所给摘录

LeetCode331. Verify Preorder Serialization of a Binary Tree

One way to serialize a binary tree is to use pre-order traversal. When we encounter a non-null node, we record the node's value. If it is a null node, we record using a sentinel value such as #.

     _9_
    /   \
   3     2
  / \   / \
 4   1  #  6
/ \ / \   / \
# # # #   # #

For example, the above binary tree can be serialized to the string "9,3,4,#,#,1,#,#,2,#,6,#,#", where # represents a null node.

Given a string of comma separated values, verify whether it is a correct preorder traversal serialization of a binary tree. Find an algorithm without reconstructing the tree.

Each comma separated value in the string must be either an integer or a character '#' representing null pointer.

练习说明
a) 按摘录所述，序列化时遇到空节点用什么哨兵值记录？
b) 把摘录中从“For example, the”到“reconstructing the tree.”这一段一字不差地写出来。

存储记录
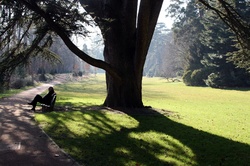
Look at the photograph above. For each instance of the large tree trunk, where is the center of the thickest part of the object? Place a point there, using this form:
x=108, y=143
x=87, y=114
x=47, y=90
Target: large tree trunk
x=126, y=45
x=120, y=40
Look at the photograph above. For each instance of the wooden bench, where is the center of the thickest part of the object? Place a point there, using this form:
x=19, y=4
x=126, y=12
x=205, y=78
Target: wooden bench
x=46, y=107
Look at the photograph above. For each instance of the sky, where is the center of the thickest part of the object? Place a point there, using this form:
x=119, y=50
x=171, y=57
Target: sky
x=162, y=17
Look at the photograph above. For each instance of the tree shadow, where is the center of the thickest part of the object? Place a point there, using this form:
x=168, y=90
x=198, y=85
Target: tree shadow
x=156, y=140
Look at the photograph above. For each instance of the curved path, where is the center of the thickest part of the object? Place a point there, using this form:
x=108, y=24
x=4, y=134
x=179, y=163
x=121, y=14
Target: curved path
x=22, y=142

--

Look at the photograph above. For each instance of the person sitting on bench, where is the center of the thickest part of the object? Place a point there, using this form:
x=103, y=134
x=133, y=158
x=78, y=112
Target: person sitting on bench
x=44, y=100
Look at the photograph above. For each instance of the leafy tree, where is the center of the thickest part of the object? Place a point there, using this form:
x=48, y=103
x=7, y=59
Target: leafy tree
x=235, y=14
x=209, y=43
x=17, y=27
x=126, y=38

各题输出
a) 用 # 记录空节点。

b)
For example, the above binary tree can be serialized to the string "9,3,4,#,#,1,#,#,2,#,6,#,#", where # represents a null node.

Given a string of comma separated values, verify whether it is a correct preorder traversal serialization of a binary tree. Find an algorithm without reconstructing the tree.